::: Given information :::
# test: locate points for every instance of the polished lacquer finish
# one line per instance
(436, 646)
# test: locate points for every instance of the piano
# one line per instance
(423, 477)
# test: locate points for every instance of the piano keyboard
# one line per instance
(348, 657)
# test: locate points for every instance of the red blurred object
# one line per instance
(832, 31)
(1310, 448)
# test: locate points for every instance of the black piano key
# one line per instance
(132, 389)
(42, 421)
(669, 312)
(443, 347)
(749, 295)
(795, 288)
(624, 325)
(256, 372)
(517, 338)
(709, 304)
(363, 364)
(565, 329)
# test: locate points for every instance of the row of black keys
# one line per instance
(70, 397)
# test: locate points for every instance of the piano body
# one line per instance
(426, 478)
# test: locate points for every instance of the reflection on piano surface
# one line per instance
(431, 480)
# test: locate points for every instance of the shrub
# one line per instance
:::
= Task description =
Please reproduce every line of the material above without changing anything.

= Answer to the problem =
# test: locate points for every instance of the polished lacquer finish
# one line per instance
(436, 646)
# test: locate points for every instance of the piano
# one line per instance
(423, 477)
# test: locate points for every instance of the piano keyboard
# one line per instance
(348, 657)
# test: locate points for every instance of the red blurred object
# one line per instance
(832, 31)
(1310, 448)
# test: locate points for every instance of the black piano key
# one line per instance
(132, 389)
(42, 421)
(669, 312)
(443, 347)
(749, 295)
(795, 288)
(624, 325)
(256, 372)
(517, 338)
(709, 304)
(363, 364)
(565, 329)
# test: locate points for every instance of the row of black keys
# one line per instance
(70, 397)
# test: locate points for every instance of the piano body
# one line per instance
(426, 478)
# test: locate points for every instance of the reflection on piano surface
# one line per instance
(431, 480)
# test: locate points for every instance of the shrub
# one line per instance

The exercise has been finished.